Supplied information:
* * *

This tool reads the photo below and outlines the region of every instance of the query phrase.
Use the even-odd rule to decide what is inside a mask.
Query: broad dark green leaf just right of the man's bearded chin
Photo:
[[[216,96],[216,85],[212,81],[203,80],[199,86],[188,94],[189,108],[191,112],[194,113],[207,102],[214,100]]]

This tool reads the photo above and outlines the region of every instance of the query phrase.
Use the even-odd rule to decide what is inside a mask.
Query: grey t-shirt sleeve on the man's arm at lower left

* * *

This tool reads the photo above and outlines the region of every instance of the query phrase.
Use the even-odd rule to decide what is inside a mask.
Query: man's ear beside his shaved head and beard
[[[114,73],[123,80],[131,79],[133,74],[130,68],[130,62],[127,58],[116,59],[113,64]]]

* * *

What you will do: Reproducing the whole listing above is not the task. Copy exactly only the lines from the one with "This tool reads the photo below" to the one with "Query: broad dark", both kept.

Written answer:
This tool reads the photo below and outlines the region of every instance of the query phrase.
Use the even-odd rule to decide what is inside a mask.
Query: broad dark green leaf just right of the man's bearded chin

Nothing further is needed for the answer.